Revise the lines below by substituting "boundary" for "outline" and leaving everything else unchanged. Omit the pictures from your answer.

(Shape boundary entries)
* * * * * * * * *

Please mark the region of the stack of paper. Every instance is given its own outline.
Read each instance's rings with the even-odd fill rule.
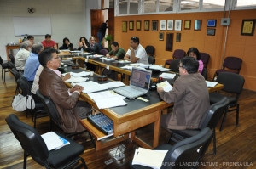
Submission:
[[[135,150],[132,165],[142,165],[155,169],[160,169],[167,150],[158,151],[143,148]]]
[[[176,74],[172,74],[172,73],[162,73],[161,75],[160,75],[160,77],[163,77],[166,79],[173,79],[174,76],[176,76]]]
[[[165,81],[160,83],[157,83],[156,86],[158,87],[163,87],[165,92],[170,92],[172,89],[172,87],[170,85],[170,83],[167,81]]]
[[[125,97],[117,94],[113,91],[88,93],[88,95],[95,101],[99,109],[106,109],[127,104],[126,102],[123,100],[123,99]]]
[[[210,82],[210,81],[206,81],[206,82],[207,82],[207,86],[209,87],[215,87],[217,84],[218,84],[218,82]]]
[[[54,132],[49,132],[45,134],[41,135],[49,151],[52,149],[58,149],[65,145],[68,145],[70,143],[58,136],[56,133]]]

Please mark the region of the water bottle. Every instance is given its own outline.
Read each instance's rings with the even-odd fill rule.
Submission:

* * * * * * * * *

▶ Written answer
Please mark the region of the stack of paper. Every instance is given its own boundary.
Read each instance's rings with the even-odd fill rule.
Submission:
[[[135,150],[132,165],[142,165],[155,169],[160,169],[167,150],[158,151],[143,148]]]
[[[176,74],[172,74],[172,73],[162,73],[161,75],[160,75],[160,77],[163,77],[166,79],[173,79],[174,76],[176,76]]]
[[[165,81],[160,83],[157,83],[156,86],[158,87],[163,87],[165,92],[170,92],[172,89],[172,87],[170,85],[170,83],[167,81]]]
[[[125,97],[117,94],[113,91],[88,93],[88,95],[95,101],[99,109],[106,109],[127,104],[126,102],[123,100],[123,99]]]
[[[210,82],[210,81],[206,81],[206,82],[207,82],[207,86],[209,87],[215,87],[217,84],[218,84],[218,82]]]
[[[54,132],[49,132],[45,134],[41,135],[49,151],[52,149],[58,149],[65,145],[68,145],[70,143],[58,136],[56,133]]]

Please mark the region of the water bottle. Every instance is given its own boundary.
Read each instance's rings with the even-odd fill rule.
Submission:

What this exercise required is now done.